** start EXCERPT **

I kind of ruined the surprise for you. Sorry.
The book reads a lot like any of the humorous memoirs coming out of the forties', fifties', and sixties'... witty, wry, and overwritten, it's a light foray into international relations with a star of stage and screen that I enjoyed spending time with vicariously in the city of light, in the middle of the century. De Havilland was in the process of divorcing her first husband, novelist Marcus Goodrich, when she met Paris Match editor Pierre Gallant (what a name!) at the Cannes Film Festival in 1953 and embarked on the great French adventure of the second half of her life. The page above, and the two clippings below, appeared in Life magazine when this book was published in 1962.

** end EXCERPT **

TASKS TO COMPLETE:
1: In the book review excerpt, explain why the writer likens the book to the humorous memoirs that came out of the forties, fifties, and sixties.
2: Show every line of the entries that contains the string "wasp", with case counting.

** start DATA TO USE **

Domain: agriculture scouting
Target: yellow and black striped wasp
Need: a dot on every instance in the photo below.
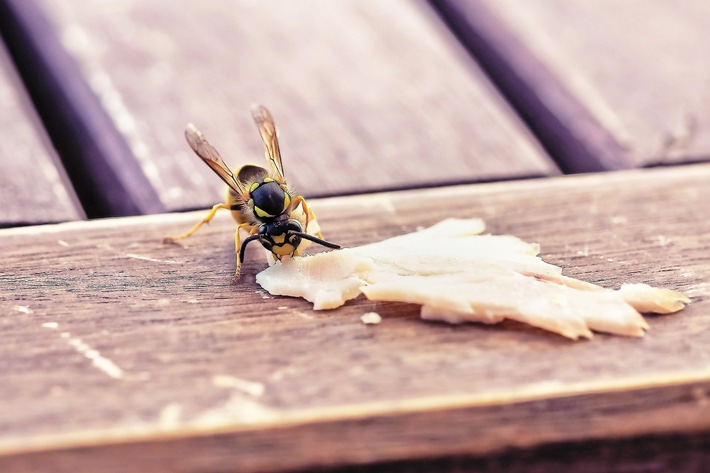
(260, 200)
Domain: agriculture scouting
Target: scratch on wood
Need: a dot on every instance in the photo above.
(99, 361)
(251, 388)
(153, 260)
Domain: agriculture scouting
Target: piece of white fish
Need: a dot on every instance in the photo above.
(458, 275)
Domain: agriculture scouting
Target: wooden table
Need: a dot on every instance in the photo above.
(121, 353)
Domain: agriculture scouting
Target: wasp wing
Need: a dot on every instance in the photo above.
(267, 129)
(211, 157)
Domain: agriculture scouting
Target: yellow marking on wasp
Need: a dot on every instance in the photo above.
(286, 250)
(262, 214)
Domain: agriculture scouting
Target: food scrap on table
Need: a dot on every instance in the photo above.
(457, 274)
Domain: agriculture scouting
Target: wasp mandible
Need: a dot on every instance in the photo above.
(260, 200)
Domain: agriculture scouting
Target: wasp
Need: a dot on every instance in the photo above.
(260, 200)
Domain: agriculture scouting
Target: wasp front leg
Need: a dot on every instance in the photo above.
(308, 212)
(207, 219)
(240, 247)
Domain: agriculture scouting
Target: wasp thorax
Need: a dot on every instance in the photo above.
(269, 198)
(278, 236)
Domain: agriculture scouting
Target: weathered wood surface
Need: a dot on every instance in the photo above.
(120, 353)
(606, 84)
(363, 102)
(33, 186)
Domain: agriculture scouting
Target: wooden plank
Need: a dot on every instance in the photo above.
(118, 347)
(363, 102)
(33, 186)
(108, 180)
(606, 85)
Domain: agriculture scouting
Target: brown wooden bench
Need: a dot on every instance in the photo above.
(121, 353)
(33, 185)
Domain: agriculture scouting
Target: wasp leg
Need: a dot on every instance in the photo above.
(207, 219)
(310, 215)
(238, 250)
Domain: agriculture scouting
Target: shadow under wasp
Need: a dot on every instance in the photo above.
(260, 200)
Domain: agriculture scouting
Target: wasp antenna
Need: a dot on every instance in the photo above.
(310, 237)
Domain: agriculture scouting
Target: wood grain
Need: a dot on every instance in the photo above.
(120, 353)
(33, 186)
(606, 85)
(367, 95)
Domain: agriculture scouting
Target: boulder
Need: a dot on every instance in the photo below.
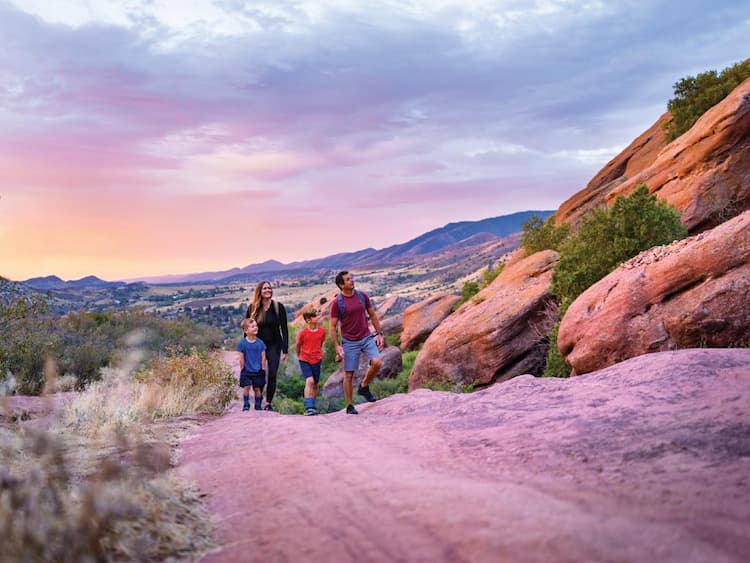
(391, 367)
(704, 174)
(498, 334)
(691, 293)
(391, 305)
(422, 318)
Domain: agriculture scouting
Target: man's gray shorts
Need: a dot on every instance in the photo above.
(352, 349)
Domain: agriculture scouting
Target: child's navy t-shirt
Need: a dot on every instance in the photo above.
(252, 352)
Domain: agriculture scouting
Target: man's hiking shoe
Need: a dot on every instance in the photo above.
(366, 393)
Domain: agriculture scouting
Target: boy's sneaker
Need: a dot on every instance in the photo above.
(366, 393)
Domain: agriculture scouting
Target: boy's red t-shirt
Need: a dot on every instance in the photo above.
(310, 345)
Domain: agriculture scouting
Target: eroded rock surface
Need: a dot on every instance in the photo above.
(691, 293)
(648, 460)
(420, 319)
(498, 334)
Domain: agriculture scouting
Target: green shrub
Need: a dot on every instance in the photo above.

** end DATA TO USE **

ANSWERS TO THE EXERCISE:
1: The writer says the book reads like those memoirs because it is witty, wry, and overwritten. It is also a light foray into international relations with a star of stage and screen.

2:
Target: yellow and black striped wasp
Target: wasp wing
Target: yellow marking on wasp
Target: wasp mandible
Target: wasp
Target: wasp front leg
Target: wasp thorax
Target: wasp leg
Target: shadow under wasp
Target: wasp antenna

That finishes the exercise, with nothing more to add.